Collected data
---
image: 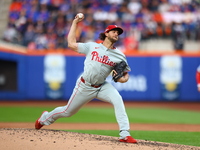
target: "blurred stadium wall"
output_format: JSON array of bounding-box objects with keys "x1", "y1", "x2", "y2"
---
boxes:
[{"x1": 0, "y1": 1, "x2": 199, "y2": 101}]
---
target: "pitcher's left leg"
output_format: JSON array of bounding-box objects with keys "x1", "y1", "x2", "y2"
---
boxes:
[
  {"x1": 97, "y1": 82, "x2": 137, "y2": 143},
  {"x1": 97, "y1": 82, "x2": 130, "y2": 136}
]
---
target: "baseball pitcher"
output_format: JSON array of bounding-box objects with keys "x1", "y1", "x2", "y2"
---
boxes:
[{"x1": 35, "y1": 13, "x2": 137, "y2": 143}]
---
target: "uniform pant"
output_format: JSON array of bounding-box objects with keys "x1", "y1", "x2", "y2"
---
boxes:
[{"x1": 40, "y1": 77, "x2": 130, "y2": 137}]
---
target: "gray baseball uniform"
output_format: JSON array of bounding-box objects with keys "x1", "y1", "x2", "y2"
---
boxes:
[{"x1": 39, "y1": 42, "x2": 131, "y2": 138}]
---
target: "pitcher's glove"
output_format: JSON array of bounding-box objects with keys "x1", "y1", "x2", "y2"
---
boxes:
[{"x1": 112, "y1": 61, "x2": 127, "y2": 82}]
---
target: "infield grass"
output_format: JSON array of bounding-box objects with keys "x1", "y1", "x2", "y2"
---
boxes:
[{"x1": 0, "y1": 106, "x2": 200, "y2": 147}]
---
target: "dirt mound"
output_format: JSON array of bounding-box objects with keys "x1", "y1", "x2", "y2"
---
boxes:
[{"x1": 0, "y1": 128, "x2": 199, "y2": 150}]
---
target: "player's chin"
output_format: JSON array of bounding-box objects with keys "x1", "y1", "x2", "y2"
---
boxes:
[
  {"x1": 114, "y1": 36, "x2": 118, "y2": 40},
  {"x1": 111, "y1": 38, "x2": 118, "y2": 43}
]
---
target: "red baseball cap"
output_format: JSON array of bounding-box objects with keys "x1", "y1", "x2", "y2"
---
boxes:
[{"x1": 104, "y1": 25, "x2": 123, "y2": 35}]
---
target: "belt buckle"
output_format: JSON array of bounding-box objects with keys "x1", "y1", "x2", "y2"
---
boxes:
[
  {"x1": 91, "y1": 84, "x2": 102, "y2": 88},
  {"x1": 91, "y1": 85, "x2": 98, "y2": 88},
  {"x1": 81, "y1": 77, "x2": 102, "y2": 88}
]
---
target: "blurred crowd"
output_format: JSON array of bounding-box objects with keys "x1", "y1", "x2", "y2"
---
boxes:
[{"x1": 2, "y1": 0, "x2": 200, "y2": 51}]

§ WHAT YOU WILL DO
Leave out the images and repeat the rest of the data word for word.

§ SOLUTION TO THIS TASK
---
image: 
target: "blurred stadium wall"
output_format: JSON array of bounding-box objects with keys "x1", "y1", "x2", "y2"
---
boxes:
[{"x1": 0, "y1": 1, "x2": 199, "y2": 101}]
---
target: "pitcher's left leg"
output_format: JSON array of bounding-box objects with keys "x1", "y1", "x2", "y2"
---
boxes:
[
  {"x1": 97, "y1": 82, "x2": 137, "y2": 143},
  {"x1": 97, "y1": 82, "x2": 130, "y2": 136}
]
---
target: "baseball pitcher"
output_format: JSON array of bounding-box objects with keys "x1", "y1", "x2", "y2"
---
boxes:
[{"x1": 35, "y1": 13, "x2": 137, "y2": 143}]
---
target: "uniform pant"
output_format: JSON array of bounding-box objects with keys "x1", "y1", "x2", "y2"
---
boxes:
[{"x1": 40, "y1": 77, "x2": 130, "y2": 137}]
---
target: "gray baseball uniform"
output_format: JSON array of bounding-box objects with keys "x1", "y1", "x2", "y2"
---
boxes:
[{"x1": 39, "y1": 42, "x2": 131, "y2": 138}]
---
target: "pitcher's glove"
output_format: JSON array of bounding-box objects with keys "x1", "y1", "x2", "y2"
---
boxes:
[{"x1": 112, "y1": 61, "x2": 127, "y2": 82}]
---
target: "infield grass"
output_format: JSON array of bounding-box objects with keys "x1", "y1", "x2", "y2"
---
boxes:
[{"x1": 0, "y1": 106, "x2": 200, "y2": 147}]
---
target: "dirt mound"
output_format: JSON array of bounding-box objects with keys "x1", "y1", "x2", "y2"
---
boxes:
[{"x1": 0, "y1": 128, "x2": 199, "y2": 150}]
---
target: "player's chin"
output_format: JSON array of bounding-box objects with keys "x1", "y1", "x2", "y2"
---
boxes:
[
  {"x1": 114, "y1": 36, "x2": 118, "y2": 40},
  {"x1": 111, "y1": 38, "x2": 118, "y2": 43}
]
---
target: "red baseball cap"
output_format: JSON array of bounding-box objects with keys "x1", "y1", "x2", "y2"
---
boxes:
[{"x1": 104, "y1": 25, "x2": 123, "y2": 35}]
---
target: "belt buckle"
output_format: JSON array of bounding-box objects with keys "x1", "y1", "x2", "y2"
---
boxes:
[
  {"x1": 91, "y1": 84, "x2": 102, "y2": 88},
  {"x1": 91, "y1": 85, "x2": 98, "y2": 88},
  {"x1": 81, "y1": 77, "x2": 102, "y2": 88}
]
---
target: "blurred crowd"
output_format: JSON array of bounding-box objects with keys "x1", "y1", "x2", "y2"
---
boxes:
[{"x1": 2, "y1": 0, "x2": 200, "y2": 51}]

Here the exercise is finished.